---------- RECORD SET ----------

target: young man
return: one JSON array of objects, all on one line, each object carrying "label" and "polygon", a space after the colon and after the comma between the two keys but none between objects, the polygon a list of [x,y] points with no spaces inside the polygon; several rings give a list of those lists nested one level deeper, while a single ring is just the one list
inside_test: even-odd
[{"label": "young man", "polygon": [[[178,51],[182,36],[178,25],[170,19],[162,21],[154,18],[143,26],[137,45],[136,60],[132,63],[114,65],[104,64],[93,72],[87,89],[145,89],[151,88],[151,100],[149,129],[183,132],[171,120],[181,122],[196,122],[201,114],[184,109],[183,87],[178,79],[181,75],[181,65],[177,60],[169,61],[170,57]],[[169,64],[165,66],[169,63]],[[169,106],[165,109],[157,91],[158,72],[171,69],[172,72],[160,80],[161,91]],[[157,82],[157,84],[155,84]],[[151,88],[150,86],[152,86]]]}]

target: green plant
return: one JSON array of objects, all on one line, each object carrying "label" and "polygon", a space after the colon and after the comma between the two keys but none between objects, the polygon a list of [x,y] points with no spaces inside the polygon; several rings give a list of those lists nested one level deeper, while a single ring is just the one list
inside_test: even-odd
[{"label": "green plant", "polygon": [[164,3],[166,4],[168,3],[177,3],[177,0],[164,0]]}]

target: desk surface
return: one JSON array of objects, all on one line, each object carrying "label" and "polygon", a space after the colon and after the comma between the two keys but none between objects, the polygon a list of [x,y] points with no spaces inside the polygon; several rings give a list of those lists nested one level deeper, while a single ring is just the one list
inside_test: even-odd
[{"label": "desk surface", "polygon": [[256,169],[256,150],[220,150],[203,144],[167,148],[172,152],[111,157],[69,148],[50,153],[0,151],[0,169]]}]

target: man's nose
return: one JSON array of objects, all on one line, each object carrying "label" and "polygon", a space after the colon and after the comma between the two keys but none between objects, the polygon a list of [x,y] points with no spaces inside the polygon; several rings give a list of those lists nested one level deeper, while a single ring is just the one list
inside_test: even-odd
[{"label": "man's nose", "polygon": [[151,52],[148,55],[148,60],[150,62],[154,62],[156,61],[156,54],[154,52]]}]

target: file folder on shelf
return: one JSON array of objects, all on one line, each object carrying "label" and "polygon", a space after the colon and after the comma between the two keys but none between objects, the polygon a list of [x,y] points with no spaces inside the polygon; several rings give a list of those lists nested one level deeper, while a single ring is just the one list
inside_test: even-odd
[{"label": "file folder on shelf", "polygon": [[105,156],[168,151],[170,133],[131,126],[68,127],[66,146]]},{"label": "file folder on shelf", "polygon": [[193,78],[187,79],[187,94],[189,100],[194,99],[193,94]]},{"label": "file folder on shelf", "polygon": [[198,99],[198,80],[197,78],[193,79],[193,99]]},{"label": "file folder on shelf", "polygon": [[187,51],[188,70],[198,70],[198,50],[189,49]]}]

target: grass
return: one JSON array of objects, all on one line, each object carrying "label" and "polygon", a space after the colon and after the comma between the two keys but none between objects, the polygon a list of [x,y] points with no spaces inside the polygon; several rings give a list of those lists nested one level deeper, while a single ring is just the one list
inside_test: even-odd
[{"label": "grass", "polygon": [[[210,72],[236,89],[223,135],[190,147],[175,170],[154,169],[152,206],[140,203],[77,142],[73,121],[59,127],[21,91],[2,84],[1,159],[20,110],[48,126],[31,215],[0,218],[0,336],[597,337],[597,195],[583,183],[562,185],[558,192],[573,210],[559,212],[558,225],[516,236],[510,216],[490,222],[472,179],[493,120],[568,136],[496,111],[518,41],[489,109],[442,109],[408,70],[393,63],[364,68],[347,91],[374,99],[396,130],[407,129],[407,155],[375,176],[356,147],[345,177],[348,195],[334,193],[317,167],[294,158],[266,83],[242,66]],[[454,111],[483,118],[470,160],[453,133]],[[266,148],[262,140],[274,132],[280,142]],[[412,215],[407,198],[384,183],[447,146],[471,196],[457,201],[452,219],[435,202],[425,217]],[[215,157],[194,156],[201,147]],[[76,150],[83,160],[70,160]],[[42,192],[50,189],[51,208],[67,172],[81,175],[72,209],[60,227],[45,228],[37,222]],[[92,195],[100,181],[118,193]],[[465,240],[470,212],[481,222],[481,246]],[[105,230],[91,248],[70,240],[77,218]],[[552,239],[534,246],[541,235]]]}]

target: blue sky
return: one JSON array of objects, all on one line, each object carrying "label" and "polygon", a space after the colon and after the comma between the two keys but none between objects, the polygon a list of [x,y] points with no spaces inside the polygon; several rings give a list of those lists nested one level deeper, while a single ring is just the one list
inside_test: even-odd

----------

* WHAT YOU NEED TO DO
Reproduce every one of the entries above, changing "even-odd" to "nonzero" wherever it occurs and leaving all other text the same.

* RESPONSE BELOW
target: young man
return: one JSON array of objects, all on one line, each object carrying "label" and "polygon", a space after the colon and after the comma between the two keys but none between objects, the polygon a list of [x,y] points with no spaces inside the polygon; several rings give a list of those lists nested one level deeper, while a single ring is just the one list
inside_test: nonzero
[{"label": "young man", "polygon": [[[178,51],[182,36],[178,25],[170,19],[162,21],[154,18],[143,26],[137,45],[136,60],[132,63],[114,65],[104,64],[93,72],[87,89],[145,89],[151,88],[151,100],[149,129],[183,132],[171,120],[181,122],[196,122],[201,114],[184,109],[183,87],[178,79],[181,75],[181,65],[177,60],[169,61],[170,57]],[[169,64],[165,66],[169,63]],[[169,106],[165,109],[157,91],[158,72],[171,69],[172,72],[160,80],[161,91]],[[157,82],[157,84],[155,84]],[[151,88],[150,86],[152,86]]]}]

target: green plant
return: one JSON array of objects, all on one line, each object carrying "label" and "polygon", a space after the colon and after the comma between the two keys but none between objects, the polygon a list of [x,y] points with no spaces inside the polygon; several rings give a list of those lists nested one level deeper, while a single ring is just the one list
inside_test: nonzero
[{"label": "green plant", "polygon": [[164,3],[166,4],[168,3],[177,3],[177,0],[164,0]]}]

target: desk surface
return: one JSON array of objects, all on one line, each object carrying "label" and "polygon", a space after the colon and after the comma between the two keys but none between objects, the polygon a list of [x,y] points with no spaces inside the polygon; several rings give a list of those lists nested one level deeper, while a single ring is just the one list
inside_test: nonzero
[{"label": "desk surface", "polygon": [[256,169],[256,150],[220,150],[203,144],[167,148],[172,152],[111,157],[69,148],[50,153],[0,151],[0,169]]}]

target: man's nose
return: one JSON array of objects, all on one line, each object carrying "label" and "polygon", a space after the colon and after the comma between the two keys but none between objects, the polygon a list of [x,y] points with no spaces inside the polygon; several rings give a list of those lists nested one level deeper, while a single ring is just the one list
inside_test: nonzero
[{"label": "man's nose", "polygon": [[151,52],[148,55],[148,60],[150,62],[154,62],[156,61],[156,54],[154,52]]}]

target: file folder on shelf
return: one JSON array of objects, all on one line, each object carrying "label" and "polygon", a space after the colon and after the comma between the two keys but none between objects, the polygon a list of [x,y] points with no spaces inside the polygon; several rings give a list of those lists nested one level deeper, while a single ring is just the one list
inside_test: nonzero
[{"label": "file folder on shelf", "polygon": [[105,156],[168,151],[170,133],[131,126],[68,127],[66,146]]},{"label": "file folder on shelf", "polygon": [[193,78],[187,79],[187,94],[189,100],[194,99],[193,94]]},{"label": "file folder on shelf", "polygon": [[198,99],[198,80],[197,78],[193,79],[193,99]]},{"label": "file folder on shelf", "polygon": [[187,51],[188,70],[198,70],[198,50],[189,49]]}]

target: grass
return: one JSON array of objects, all on one line, each object carrying "label" and "polygon", a space after the colon and after the comma between the two keys but none between objects, the polygon a list of [x,y] points with no spaces inside the polygon; several rings give a list of those lists nested one level deeper, while a single ring is just the one list
inside_test: nonzero
[{"label": "grass", "polygon": [[[210,72],[236,89],[223,135],[190,147],[175,170],[154,169],[152,206],[140,203],[77,142],[73,121],[59,127],[21,91],[2,84],[1,159],[20,110],[48,126],[31,215],[0,218],[0,336],[597,337],[597,195],[583,183],[562,185],[558,192],[573,210],[559,212],[558,225],[516,236],[510,216],[490,222],[472,179],[493,120],[568,136],[496,111],[518,41],[489,109],[442,109],[408,70],[393,63],[364,68],[347,91],[374,99],[396,130],[407,129],[407,155],[375,176],[356,147],[345,177],[348,195],[334,193],[317,167],[294,158],[266,83],[242,66]],[[454,111],[483,118],[470,160],[453,133]],[[266,148],[262,140],[274,132],[280,142]],[[412,215],[407,198],[384,183],[447,146],[471,196],[457,201],[452,219],[435,202],[425,217]],[[215,157],[194,156],[201,147]],[[76,150],[83,160],[70,160]],[[42,192],[50,189],[51,208],[67,172],[81,175],[72,209],[60,227],[45,228],[37,222]],[[92,195],[100,181],[118,193]],[[465,240],[470,212],[481,222],[481,246]],[[105,230],[91,248],[70,240],[77,218]],[[552,239],[534,246],[541,235]]]}]

target: blue sky
return: one JSON array of objects, all on one line, each object carrying "label" and "polygon", a space after the colon and after the comma between the two keys but none between objects, the polygon a list of [x,y] points with no spaces inside the polygon; several rings give a list of those lists nested one level deeper, while a single ring is just the one list
inside_test: nonzero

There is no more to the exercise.